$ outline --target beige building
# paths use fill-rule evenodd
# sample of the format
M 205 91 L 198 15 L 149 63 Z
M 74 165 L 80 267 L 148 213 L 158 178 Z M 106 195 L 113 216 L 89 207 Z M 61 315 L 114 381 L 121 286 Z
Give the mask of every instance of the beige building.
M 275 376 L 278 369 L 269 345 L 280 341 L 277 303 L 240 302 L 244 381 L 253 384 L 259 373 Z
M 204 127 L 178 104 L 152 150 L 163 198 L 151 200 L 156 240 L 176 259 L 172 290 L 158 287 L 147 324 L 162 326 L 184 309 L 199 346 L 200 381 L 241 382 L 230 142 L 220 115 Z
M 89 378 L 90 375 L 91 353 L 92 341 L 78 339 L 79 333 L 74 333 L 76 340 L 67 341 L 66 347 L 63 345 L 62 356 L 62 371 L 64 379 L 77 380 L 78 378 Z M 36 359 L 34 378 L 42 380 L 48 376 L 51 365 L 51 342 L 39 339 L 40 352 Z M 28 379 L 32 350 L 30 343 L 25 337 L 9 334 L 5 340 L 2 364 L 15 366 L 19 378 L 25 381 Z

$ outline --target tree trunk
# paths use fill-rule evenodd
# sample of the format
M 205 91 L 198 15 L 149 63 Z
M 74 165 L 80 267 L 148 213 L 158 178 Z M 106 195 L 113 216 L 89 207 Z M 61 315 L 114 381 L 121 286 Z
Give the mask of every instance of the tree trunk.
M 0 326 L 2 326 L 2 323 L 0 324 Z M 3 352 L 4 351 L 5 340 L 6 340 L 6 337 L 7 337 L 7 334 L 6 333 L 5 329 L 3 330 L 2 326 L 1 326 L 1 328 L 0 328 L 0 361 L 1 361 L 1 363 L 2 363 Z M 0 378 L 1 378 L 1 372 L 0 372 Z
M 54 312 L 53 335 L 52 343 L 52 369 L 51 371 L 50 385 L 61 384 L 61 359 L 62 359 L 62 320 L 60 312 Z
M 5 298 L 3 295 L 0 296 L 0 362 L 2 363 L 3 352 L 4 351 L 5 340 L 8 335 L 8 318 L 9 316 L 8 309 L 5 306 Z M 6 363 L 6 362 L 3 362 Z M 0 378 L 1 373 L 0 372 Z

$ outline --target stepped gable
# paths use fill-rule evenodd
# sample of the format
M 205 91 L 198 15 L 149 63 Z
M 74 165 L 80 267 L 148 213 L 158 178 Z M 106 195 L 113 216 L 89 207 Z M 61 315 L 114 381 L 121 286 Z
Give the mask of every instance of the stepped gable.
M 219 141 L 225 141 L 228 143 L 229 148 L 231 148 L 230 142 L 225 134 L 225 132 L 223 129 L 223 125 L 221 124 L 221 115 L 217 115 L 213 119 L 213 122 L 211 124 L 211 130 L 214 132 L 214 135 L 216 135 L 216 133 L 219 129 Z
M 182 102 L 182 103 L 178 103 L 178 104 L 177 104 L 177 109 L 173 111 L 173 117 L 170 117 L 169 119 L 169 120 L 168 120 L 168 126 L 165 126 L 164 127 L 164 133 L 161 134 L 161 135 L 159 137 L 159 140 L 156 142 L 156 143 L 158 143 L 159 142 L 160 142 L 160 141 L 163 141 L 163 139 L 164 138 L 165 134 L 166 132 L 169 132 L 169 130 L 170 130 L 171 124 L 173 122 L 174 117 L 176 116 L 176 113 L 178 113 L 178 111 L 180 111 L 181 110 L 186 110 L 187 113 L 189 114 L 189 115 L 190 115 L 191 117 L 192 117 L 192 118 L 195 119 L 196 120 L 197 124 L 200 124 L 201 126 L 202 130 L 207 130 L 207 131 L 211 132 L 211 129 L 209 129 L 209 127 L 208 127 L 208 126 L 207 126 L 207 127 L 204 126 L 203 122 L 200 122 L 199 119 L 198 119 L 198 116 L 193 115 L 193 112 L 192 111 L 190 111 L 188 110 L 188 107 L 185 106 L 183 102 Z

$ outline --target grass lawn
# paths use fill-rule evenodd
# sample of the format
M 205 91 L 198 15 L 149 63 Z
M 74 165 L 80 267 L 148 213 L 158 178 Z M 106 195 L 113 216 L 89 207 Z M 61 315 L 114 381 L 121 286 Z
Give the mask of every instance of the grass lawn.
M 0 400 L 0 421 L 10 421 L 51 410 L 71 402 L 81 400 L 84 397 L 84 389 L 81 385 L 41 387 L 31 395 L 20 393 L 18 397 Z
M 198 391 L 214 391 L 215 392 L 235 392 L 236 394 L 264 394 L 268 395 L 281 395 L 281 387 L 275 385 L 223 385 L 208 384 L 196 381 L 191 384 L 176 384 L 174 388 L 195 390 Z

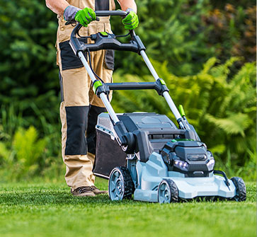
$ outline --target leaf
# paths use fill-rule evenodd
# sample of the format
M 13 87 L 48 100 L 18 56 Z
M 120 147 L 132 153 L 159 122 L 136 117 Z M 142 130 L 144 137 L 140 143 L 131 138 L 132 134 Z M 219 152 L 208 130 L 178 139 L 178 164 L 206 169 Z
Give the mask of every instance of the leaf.
M 205 119 L 223 129 L 227 134 L 241 134 L 245 137 L 244 131 L 253 121 L 247 115 L 243 113 L 231 114 L 226 118 L 215 118 L 210 114 L 205 115 Z

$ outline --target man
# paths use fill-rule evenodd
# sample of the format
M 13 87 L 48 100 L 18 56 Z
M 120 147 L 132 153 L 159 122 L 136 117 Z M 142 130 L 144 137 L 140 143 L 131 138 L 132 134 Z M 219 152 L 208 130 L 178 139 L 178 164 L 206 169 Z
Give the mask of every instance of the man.
M 120 0 L 119 4 L 122 10 L 128 13 L 122 21 L 125 28 L 131 30 L 137 27 L 135 1 Z M 81 23 L 84 26 L 80 30 L 83 36 L 101 31 L 111 33 L 109 17 L 101 17 L 100 21 L 96 21 L 94 11 L 114 10 L 114 0 L 46 0 L 46 5 L 57 14 L 59 20 L 56 47 L 62 94 L 60 117 L 65 180 L 74 196 L 107 193 L 94 186 L 92 173 L 96 152 L 95 126 L 98 115 L 105 109 L 93 93 L 91 79 L 69 44 L 74 25 L 65 25 L 65 23 L 72 20 Z M 91 52 L 91 56 L 96 73 L 105 82 L 110 82 L 114 69 L 113 51 L 97 51 Z

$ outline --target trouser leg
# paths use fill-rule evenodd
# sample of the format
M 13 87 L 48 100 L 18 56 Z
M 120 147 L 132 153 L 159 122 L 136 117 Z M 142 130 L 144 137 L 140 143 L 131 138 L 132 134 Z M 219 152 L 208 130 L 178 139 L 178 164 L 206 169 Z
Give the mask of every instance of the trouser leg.
M 105 67 L 105 55 L 104 51 L 92 54 L 92 66 L 104 81 L 110 82 L 113 71 Z M 60 75 L 63 91 L 60 107 L 62 157 L 67 168 L 66 182 L 74 190 L 94 183 L 92 168 L 96 149 L 95 126 L 98 115 L 105 109 L 101 99 L 94 95 L 91 79 L 84 67 L 62 67 Z
M 61 71 L 63 98 L 60 106 L 62 158 L 65 180 L 72 190 L 94 183 L 93 162 L 87 156 L 86 131 L 89 110 L 88 85 L 84 69 Z

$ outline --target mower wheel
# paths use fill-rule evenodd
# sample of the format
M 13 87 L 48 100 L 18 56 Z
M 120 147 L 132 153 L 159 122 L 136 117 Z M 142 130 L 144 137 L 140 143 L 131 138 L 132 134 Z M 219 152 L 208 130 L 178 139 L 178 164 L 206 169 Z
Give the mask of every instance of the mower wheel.
M 231 180 L 236 187 L 236 196 L 233 197 L 233 200 L 236 202 L 245 201 L 246 200 L 246 188 L 243 179 L 239 177 L 233 177 Z
M 126 167 L 115 168 L 110 174 L 108 192 L 112 201 L 131 198 L 134 192 L 134 183 Z
M 163 180 L 158 187 L 158 202 L 171 203 L 178 202 L 178 190 L 175 182 L 171 180 Z

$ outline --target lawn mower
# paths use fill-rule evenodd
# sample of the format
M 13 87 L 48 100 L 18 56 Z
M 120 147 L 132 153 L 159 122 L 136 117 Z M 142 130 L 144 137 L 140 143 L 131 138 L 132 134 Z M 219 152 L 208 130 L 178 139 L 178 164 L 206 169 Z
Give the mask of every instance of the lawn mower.
M 127 13 L 122 11 L 96 11 L 98 18 L 109 16 L 125 17 Z M 182 105 L 178 110 L 176 107 L 164 81 L 159 77 L 145 53 L 144 45 L 135 31 L 130 30 L 126 35 L 99 32 L 81 37 L 81 28 L 80 24 L 74 27 L 69 43 L 90 76 L 93 91 L 108 112 L 98 117 L 93 171 L 96 175 L 109 180 L 110 200 L 133 197 L 135 200 L 160 203 L 193 199 L 245 201 L 244 180 L 239 177 L 228 179 L 223 171 L 214 169 L 215 161 L 212 152 L 188 123 Z M 118 40 L 119 37 L 125 36 L 130 37 L 130 42 Z M 90 38 L 92 42 L 85 42 L 85 37 Z M 89 54 L 101 50 L 139 54 L 155 81 L 104 83 L 93 71 Z M 147 89 L 155 90 L 164 97 L 178 127 L 164 115 L 115 112 L 108 99 L 110 91 Z

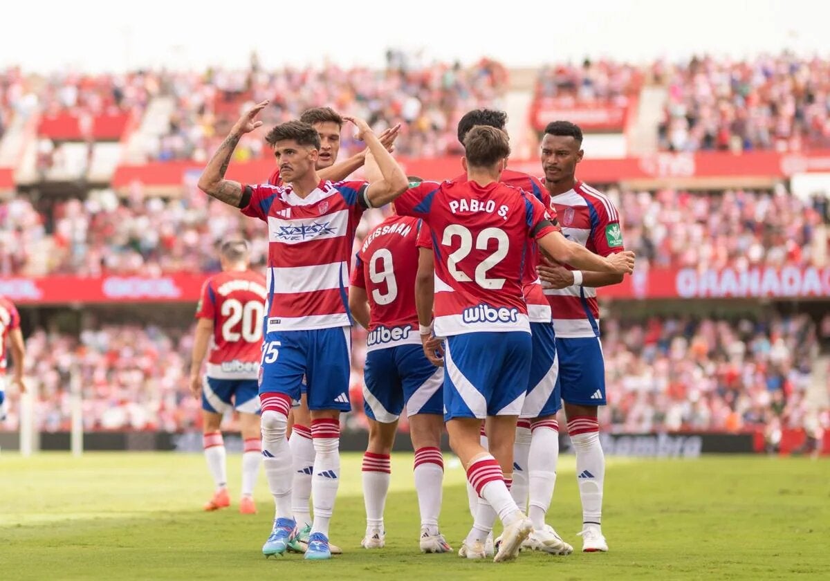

• [Stated task]
Write out the data again from its first line through the line containing "M 5 298 L 3", both included, swapping "beige" for "tan" and keeping everything else the same.

• [Answer below]
$ outline --target tan building
# paths use fill-rule evenodd
# sample of the format
M 205 91 L 198 15 L 149 63 Z
M 74 165 L 80 267 L 148 213 L 158 178 Z M 106 195 L 113 216 L 89 207 Z M 61 315 L 114 381 L 121 286 Z
Give the mask of every instance of the tan building.
M 275 376 L 278 369 L 269 345 L 280 341 L 277 303 L 240 302 L 244 381 L 253 384 L 259 373 Z
M 204 127 L 178 104 L 152 150 L 163 198 L 151 200 L 156 240 L 176 259 L 172 290 L 158 287 L 147 324 L 162 326 L 184 309 L 199 346 L 200 381 L 241 382 L 230 142 L 220 115 Z
M 89 378 L 90 375 L 91 353 L 92 341 L 78 339 L 79 333 L 74 333 L 76 340 L 67 341 L 66 347 L 63 345 L 62 356 L 62 371 L 64 379 L 77 380 L 78 378 Z M 36 359 L 34 378 L 42 380 L 48 376 L 51 365 L 51 342 L 39 339 L 40 352 Z M 28 379 L 32 350 L 30 343 L 25 337 L 9 334 L 5 340 L 2 364 L 15 366 L 19 378 L 25 381 Z

$ outline --target tree trunk
# paths use fill-rule evenodd
# sample of the format
M 205 91 L 198 15 L 149 63 Z
M 74 165 L 80 267 L 148 213 L 158 178 Z M 106 195 L 113 216 L 89 207 Z M 61 315 L 114 381 L 121 286 Z
Give the mask of every instance of the tree trunk.
M 0 326 L 2 326 L 2 323 L 0 324 Z M 3 352 L 4 351 L 5 340 L 6 340 L 6 337 L 7 337 L 7 334 L 6 333 L 5 329 L 3 330 L 2 326 L 1 326 L 1 328 L 0 328 L 0 361 L 1 361 L 1 363 L 2 363 Z M 0 378 L 1 378 L 1 372 L 0 372 Z
M 54 312 L 53 335 L 52 343 L 52 369 L 51 371 L 50 385 L 61 384 L 61 359 L 62 359 L 62 320 L 60 312 Z
M 5 298 L 3 295 L 0 296 L 0 362 L 2 363 L 3 352 L 4 351 L 5 340 L 8 335 L 8 318 L 9 316 L 8 309 L 5 306 Z M 6 363 L 6 362 L 3 362 Z M 0 378 L 1 373 L 0 372 Z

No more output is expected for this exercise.